**Tugas Latihan**.
• A. Menurut kutipan halaman tentang hari-hari menjelang Galungan, mengapa Hari Penyekeban secara epistemologi dimaknai sebagai pengendalian diri?
• B. Kutip bagian dari kutipan halaman tentang hari-hari menjelang Galungan, dimulai pada kata-kata yang memuat "2. Hari Sugihan" dan berhenti setelah "Agung (Alam semesta).".

**Kutipan Halaman**.
◆ ◆ ◆ ◆
2. Hari Sugihan Jawa dirayakan setiap 210 hari atau 6 bulan sekali pada hari Kamis Wage wuku Sungsang tepat 6 hari sebelum hari Galungan. Perayaan Sugihan Jawa bermakna memohon kesucian terhadap Bhuwana Agung (Alam semesta). 
3. Hari Sugihan Bali dirayakan juga setiap 6 bulan sekali pada hari Jumat Kliwon wuku Sungsang yaitu 5 hari Galungan,sehari setelah Sugihan Jawa.cuma bedanya untuk hari sugihan Bali memohon keselamatan terhadap Bhuwana Alit atau diri masing-masing perorangan. 
4. Hari Penyekeban. Pada hari penyekeban yang jatuh pada Minggu Paing wuku Dungulan atau 3 hari sebelum Galungan. Hari Penyekeban bagi masyarakat umum dimaknai sebagai hari penyekeban buah-buahan yang akan dipakai sarana persembahyangan. Sehingga tepat di Hari Galungan nanti diharapkan semua buah-buahan sudah masak. Tetapi secara Epistemologi Hari Penyekeban bermakna menyekeb atau pengendalian diri, karena diyakini pada hari ini Sang Tiga Wisesa Kala mulai turun menggoda kemampuan serta keyakinan manusia. Hal ini disebutkan “Anyekung Jnana Suaha Nirmala agar terhindar dari Godaan-godaan. 
5. Hari Penyajaan Galungan jatuh pada Senen/Soma Pon wuku Dungulan 2 hari sebelum Galungan. Pada hari ini dipergunakan sebagai hari persiapan membuat jajan bagi masyarakat umum. Dan juga diyakini pada hari ini turunnya sang Bhuta Dungulan untuk menguji kesungguhan hati Umat Hindu didalam menyambut Hari besar Galungan. Patut diwaspadai pada hari ini akan banyak godaan-godaan menguji kesabaran manusia. 
6. Hari Penampahan Galungan jatuh pada Selasa/Anggara Wage wuku dungulan sehari sebelum Hari Raya Galungan. Pada hari ini bagi para Bapak-bapak melaksanakan pemotongan hewan, membuat sate, lawar dan lain sebagainya. Sedangkan bagi Ibu-ibu dan remaja putri metanding/mengatur sesajen/bebantenan yang akan dipergunakan esok harinya. Patut diwaspadai pula pada hari ini diyakini turunnya Bhuta Amangkurat yang akan menggoda manusia dimuka bumi. Hindari pertengkaran di hari ini. Pada sore harinya seluruh anggota keluarga melaksanakan upacara Biyakala serta membuat Penjor.
◆ ◆ ◆ ◆
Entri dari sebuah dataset

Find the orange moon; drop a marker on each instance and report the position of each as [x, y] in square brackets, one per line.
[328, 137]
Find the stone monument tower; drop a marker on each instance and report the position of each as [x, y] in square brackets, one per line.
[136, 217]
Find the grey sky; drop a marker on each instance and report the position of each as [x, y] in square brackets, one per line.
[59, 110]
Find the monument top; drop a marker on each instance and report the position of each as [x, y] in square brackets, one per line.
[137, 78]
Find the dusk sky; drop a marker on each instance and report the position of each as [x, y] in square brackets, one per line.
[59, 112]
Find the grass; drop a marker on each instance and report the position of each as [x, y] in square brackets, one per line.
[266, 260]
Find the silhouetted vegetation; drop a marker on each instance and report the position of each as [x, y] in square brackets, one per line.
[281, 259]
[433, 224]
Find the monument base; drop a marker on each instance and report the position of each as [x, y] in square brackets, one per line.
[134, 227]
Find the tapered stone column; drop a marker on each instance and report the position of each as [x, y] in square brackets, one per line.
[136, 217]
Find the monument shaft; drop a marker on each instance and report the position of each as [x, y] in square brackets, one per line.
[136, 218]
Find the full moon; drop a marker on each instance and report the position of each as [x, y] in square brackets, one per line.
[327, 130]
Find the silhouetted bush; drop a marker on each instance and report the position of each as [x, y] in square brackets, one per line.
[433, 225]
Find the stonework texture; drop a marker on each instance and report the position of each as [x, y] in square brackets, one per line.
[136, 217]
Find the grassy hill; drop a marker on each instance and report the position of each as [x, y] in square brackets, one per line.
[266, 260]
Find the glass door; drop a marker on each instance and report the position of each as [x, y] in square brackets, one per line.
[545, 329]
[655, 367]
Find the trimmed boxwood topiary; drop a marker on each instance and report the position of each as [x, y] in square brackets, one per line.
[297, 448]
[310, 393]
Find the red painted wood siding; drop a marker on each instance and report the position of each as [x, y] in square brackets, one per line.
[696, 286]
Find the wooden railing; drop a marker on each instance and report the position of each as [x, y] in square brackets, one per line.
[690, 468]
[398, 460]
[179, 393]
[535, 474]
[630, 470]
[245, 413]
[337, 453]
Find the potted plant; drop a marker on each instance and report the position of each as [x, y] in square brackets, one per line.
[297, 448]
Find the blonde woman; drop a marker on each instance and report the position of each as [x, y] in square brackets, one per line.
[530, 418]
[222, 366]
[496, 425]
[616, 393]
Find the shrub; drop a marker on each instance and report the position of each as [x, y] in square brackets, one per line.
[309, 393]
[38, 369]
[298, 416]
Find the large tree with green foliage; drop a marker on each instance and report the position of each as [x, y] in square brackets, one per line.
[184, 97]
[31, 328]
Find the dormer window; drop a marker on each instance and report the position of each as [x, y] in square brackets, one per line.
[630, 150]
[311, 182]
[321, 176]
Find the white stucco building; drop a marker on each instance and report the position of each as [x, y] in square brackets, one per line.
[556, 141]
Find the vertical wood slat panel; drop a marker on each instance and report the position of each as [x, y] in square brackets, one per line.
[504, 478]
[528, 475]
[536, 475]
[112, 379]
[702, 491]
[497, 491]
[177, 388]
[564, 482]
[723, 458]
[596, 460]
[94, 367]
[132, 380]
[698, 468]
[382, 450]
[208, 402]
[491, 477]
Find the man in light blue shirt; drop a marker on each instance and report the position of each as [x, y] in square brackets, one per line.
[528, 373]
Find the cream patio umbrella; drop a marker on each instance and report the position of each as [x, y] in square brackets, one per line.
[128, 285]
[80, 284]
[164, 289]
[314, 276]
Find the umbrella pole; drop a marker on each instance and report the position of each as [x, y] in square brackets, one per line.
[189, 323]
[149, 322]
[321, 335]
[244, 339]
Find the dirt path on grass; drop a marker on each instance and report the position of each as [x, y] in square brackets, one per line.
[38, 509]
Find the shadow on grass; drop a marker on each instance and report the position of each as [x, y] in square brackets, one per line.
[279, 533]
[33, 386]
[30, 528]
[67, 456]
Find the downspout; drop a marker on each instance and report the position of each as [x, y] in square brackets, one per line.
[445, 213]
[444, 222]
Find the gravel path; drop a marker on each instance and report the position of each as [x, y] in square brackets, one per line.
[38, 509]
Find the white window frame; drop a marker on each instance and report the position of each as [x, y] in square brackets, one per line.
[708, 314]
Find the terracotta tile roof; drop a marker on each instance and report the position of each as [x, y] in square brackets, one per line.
◆ ◆ ◆ ◆
**Jawaban yang Diharapkan**.
• A. Pada hari itu diyakini Sang Tiga Wisesa Kala mulai turun menggoda kemampuan serta keyakinan manusia. Karena itu Hari Penyekeban dimaknai sebagai menyekeb atau pengendalian diri agar terhindar dari godaan-godaan.

• B.
2. Hari Sugihan Jawa dirayakan setiap 210 hari atau 6 bulan sekali pada hari Kamis Wage wuku Sungsang tepat 6 hari sebelum hari Galungan. Perayaan Sugihan Jawa bermakna memohon kesucian terhadap Bhuwana Agung (Alam semesta).